*** The input ***

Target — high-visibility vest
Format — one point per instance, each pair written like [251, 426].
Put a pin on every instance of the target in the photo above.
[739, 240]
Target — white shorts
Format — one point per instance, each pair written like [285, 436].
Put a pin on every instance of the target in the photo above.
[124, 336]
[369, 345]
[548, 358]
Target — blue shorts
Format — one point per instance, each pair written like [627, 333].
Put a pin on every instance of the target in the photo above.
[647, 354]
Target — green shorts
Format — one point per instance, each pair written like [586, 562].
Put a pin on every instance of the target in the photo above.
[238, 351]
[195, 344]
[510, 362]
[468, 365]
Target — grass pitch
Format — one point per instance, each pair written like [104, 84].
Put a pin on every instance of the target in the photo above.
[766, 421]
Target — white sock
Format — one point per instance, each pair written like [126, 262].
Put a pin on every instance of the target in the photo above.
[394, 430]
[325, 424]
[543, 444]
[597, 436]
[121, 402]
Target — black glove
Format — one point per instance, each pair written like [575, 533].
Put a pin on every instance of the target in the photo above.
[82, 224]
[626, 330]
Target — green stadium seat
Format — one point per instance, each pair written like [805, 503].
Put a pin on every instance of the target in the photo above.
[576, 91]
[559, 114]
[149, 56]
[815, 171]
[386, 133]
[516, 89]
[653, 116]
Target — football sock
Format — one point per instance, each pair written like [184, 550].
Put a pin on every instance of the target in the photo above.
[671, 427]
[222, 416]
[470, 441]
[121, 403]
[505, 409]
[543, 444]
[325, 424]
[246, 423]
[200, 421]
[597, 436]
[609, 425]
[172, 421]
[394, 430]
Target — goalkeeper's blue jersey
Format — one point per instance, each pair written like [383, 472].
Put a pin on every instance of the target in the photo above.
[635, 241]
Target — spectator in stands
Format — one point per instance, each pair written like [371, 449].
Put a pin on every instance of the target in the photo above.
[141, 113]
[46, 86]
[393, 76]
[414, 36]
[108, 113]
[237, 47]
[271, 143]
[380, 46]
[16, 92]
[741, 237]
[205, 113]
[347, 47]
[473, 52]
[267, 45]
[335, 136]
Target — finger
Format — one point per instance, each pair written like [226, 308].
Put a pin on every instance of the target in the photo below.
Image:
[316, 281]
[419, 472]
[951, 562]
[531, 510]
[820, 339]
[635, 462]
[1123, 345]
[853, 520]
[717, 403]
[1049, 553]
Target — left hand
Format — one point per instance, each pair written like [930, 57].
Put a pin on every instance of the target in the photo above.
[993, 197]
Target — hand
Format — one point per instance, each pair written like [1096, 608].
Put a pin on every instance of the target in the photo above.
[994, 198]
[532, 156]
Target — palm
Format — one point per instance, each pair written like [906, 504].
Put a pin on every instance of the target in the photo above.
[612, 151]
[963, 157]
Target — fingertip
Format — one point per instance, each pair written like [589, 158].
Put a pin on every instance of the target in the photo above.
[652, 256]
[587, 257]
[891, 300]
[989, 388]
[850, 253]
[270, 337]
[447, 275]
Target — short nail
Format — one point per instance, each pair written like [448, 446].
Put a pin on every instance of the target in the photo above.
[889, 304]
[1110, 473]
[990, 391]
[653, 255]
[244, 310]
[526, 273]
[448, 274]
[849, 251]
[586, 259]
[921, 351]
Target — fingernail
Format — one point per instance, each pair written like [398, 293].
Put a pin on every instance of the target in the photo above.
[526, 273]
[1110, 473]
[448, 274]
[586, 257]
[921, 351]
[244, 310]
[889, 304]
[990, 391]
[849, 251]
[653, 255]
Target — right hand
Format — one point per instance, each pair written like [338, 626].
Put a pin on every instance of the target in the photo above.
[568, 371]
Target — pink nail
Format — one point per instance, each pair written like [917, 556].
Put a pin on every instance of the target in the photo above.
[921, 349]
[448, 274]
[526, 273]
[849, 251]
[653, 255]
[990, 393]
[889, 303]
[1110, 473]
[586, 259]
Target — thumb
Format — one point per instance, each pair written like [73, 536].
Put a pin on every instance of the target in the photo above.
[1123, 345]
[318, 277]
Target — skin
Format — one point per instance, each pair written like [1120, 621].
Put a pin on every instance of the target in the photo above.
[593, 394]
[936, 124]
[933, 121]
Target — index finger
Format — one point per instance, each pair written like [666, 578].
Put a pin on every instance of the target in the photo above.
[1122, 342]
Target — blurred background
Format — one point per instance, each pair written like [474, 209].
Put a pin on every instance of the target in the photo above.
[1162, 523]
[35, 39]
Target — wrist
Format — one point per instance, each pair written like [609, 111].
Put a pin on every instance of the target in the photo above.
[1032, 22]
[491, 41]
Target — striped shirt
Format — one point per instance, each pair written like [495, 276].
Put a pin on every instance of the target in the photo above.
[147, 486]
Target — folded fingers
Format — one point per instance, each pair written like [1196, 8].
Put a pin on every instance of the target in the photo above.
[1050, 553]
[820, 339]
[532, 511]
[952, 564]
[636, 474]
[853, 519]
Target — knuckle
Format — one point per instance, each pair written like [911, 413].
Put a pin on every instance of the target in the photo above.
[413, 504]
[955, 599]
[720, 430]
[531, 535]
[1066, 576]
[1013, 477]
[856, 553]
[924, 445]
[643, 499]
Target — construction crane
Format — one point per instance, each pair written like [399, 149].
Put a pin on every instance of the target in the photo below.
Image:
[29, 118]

*** End of The input ***

:: Aim of the task ::
Copy out each line of the entries that holds "shorts".

:: Written response ::
Target — white shorts
Target — blue shorts
Target — green shorts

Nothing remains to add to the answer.